>> Start GIVEN DATA

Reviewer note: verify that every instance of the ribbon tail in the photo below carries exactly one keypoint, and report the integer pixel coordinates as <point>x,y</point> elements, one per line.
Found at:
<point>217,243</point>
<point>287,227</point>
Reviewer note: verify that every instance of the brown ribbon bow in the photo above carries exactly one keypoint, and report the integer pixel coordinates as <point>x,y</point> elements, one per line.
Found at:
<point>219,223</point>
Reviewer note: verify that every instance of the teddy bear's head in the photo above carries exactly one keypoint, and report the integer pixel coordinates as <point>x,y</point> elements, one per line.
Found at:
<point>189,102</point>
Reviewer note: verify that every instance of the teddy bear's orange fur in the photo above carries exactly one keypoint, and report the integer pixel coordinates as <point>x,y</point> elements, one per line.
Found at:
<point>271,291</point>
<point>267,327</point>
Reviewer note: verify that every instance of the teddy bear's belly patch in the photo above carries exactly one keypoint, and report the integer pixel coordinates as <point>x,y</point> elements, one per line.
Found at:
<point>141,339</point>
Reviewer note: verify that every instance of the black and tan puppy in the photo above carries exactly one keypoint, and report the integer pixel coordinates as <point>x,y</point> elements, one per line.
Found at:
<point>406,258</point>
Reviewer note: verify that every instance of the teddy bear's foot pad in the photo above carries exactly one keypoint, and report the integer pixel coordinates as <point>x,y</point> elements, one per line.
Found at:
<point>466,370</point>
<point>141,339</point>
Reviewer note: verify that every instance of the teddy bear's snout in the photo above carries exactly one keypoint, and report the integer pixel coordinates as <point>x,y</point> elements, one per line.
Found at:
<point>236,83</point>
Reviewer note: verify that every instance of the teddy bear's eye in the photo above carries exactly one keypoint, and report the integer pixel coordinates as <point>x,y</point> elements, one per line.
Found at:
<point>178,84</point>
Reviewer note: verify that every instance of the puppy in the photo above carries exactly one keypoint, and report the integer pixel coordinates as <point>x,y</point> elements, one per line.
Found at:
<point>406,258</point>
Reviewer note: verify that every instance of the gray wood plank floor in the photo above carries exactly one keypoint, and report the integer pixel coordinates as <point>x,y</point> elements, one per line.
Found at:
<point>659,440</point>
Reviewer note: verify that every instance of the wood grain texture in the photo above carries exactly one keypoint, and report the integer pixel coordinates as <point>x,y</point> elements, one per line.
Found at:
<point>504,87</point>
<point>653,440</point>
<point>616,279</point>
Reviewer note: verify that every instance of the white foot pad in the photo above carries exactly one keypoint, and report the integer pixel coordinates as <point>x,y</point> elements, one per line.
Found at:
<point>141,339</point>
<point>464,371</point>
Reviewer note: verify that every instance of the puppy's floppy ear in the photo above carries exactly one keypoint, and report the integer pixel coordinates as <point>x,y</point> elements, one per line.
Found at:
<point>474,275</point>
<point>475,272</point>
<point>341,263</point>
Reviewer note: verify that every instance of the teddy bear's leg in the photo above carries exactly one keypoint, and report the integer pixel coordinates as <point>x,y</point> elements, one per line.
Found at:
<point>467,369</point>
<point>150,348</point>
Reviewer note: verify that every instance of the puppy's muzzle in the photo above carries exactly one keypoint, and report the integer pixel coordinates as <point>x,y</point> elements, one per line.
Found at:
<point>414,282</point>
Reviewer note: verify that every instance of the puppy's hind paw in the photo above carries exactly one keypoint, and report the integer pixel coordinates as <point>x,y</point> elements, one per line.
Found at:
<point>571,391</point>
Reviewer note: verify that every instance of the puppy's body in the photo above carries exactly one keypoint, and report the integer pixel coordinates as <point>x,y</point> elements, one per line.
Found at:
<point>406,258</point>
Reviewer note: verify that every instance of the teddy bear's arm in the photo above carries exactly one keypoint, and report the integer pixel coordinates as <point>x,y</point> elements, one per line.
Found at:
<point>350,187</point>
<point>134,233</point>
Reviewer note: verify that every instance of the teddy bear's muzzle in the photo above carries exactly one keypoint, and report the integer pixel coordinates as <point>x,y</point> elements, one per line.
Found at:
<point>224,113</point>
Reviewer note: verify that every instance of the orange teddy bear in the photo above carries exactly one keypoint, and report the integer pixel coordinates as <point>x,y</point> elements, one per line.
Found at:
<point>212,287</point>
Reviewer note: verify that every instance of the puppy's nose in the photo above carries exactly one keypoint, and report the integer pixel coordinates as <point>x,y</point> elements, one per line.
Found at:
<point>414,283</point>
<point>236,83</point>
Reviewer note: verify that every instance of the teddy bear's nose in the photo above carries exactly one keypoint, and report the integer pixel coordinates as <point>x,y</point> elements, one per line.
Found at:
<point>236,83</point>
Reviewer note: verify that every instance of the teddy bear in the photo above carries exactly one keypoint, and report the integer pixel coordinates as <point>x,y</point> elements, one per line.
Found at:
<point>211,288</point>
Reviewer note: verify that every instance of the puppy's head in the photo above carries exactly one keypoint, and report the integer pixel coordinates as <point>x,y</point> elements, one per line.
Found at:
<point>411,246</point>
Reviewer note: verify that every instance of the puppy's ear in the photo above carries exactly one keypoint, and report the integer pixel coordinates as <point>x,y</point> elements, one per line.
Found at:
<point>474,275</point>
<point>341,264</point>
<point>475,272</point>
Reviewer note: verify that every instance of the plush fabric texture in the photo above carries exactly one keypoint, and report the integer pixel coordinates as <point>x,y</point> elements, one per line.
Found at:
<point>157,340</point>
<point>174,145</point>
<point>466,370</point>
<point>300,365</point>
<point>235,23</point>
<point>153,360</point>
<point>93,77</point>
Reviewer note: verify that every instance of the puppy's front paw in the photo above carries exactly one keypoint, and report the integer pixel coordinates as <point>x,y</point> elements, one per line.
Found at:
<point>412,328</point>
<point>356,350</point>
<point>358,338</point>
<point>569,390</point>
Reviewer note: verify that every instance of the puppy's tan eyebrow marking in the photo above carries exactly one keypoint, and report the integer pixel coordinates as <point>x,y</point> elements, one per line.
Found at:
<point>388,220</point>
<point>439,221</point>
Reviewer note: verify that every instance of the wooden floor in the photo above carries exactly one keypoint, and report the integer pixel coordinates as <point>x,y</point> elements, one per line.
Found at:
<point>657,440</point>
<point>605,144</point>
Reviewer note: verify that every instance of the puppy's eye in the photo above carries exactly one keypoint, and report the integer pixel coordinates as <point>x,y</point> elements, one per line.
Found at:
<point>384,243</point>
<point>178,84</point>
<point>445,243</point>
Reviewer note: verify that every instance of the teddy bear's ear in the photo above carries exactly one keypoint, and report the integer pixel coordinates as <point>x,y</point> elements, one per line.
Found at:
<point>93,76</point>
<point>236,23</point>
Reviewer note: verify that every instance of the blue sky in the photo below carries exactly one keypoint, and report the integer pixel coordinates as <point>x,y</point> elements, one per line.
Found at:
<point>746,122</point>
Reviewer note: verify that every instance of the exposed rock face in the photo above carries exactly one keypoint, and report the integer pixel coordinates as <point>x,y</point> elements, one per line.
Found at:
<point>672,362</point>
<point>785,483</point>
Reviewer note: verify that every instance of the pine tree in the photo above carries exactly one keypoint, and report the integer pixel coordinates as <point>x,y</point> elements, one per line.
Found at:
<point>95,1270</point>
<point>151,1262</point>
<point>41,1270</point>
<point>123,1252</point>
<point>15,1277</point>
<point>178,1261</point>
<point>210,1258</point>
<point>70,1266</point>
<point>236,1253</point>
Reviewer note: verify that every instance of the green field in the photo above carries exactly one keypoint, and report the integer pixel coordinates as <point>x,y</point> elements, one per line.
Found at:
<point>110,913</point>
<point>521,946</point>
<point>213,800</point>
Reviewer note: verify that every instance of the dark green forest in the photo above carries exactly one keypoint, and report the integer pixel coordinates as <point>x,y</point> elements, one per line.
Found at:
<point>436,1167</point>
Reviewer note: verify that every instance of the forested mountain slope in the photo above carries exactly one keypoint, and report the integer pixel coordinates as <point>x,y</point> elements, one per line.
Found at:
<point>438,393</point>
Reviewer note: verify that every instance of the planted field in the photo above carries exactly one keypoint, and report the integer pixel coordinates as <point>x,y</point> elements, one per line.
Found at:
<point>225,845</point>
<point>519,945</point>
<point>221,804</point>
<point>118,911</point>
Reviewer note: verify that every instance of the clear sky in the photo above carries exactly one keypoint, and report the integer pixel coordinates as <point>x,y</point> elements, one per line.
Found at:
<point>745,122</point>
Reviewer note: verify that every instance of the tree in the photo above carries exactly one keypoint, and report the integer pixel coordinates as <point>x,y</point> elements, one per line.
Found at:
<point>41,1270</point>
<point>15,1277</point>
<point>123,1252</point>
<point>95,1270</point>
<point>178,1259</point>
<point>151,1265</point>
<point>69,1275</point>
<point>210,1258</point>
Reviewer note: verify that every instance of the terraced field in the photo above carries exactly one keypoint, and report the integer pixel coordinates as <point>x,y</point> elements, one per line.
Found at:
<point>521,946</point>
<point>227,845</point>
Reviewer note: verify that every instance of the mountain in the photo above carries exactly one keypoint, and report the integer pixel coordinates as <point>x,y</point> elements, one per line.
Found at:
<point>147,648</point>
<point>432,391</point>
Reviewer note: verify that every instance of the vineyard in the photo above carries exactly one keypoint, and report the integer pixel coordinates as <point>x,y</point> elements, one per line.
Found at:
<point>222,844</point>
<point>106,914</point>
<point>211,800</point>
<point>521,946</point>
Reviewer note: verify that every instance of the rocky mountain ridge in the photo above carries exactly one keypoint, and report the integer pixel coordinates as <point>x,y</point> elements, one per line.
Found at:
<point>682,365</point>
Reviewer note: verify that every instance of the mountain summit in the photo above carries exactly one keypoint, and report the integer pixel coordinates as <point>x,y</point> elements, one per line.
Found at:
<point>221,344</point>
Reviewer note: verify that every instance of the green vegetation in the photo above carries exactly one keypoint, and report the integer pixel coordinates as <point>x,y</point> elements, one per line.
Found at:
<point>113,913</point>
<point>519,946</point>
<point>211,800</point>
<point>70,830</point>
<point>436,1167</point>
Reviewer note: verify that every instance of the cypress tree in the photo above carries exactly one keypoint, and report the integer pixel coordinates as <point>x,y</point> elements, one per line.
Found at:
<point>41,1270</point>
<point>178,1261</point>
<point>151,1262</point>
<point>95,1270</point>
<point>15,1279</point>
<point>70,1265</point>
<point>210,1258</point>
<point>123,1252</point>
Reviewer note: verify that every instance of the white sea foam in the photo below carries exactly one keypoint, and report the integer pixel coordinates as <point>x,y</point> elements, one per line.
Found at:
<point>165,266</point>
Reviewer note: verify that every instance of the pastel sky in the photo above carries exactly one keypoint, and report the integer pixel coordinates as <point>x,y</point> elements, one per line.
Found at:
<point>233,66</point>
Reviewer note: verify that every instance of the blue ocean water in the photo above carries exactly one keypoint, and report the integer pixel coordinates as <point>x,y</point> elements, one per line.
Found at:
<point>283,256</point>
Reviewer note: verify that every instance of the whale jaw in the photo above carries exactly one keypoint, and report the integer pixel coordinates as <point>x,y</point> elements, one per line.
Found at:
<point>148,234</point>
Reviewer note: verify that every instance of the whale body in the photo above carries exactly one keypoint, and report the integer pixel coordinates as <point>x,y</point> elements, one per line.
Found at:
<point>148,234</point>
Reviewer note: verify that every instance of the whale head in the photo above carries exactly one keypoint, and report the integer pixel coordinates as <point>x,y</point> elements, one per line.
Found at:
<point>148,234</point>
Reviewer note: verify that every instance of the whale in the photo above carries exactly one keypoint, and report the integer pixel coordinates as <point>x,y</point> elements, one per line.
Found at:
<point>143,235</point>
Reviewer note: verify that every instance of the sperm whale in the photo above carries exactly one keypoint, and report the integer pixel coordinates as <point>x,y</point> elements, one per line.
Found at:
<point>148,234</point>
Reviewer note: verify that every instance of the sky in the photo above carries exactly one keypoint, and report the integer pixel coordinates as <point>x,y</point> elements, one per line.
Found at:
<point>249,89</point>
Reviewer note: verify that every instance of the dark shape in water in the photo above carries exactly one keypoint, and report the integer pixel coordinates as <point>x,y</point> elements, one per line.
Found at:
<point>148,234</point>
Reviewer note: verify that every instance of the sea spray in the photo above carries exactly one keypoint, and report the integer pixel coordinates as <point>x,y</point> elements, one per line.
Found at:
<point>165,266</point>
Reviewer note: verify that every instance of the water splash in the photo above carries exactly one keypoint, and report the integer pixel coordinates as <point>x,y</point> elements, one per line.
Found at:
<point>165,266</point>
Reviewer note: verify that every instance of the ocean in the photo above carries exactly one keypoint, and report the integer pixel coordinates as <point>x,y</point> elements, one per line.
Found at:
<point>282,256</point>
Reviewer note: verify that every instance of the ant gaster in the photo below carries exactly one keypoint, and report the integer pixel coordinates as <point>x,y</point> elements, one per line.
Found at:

>> End GIVEN DATA

== GIVEN PROBLEM ==
Add -70 to each coordinate in the stretch of the listing above from the line containing "Reviewer note: verify that every instance of the puppy in" through the line containing "<point>659,440</point>". Write out every line of that stretch again with the new values in place.

== FINAL RESULT ==
Reviewer note: verify that every instance of the puppy in the photo above carries exactly one keypoint, and report the integer pixel coordinates as <point>x,y</point> elements, one per line.
Found at:
<point>336,188</point>
Reviewer note: verify that every instance of the gray wood plank floor in the photo above carries exactly one keypoint, and report the integer pixel coordinates as <point>x,y</point> elements, one per line.
Found at:
<point>589,370</point>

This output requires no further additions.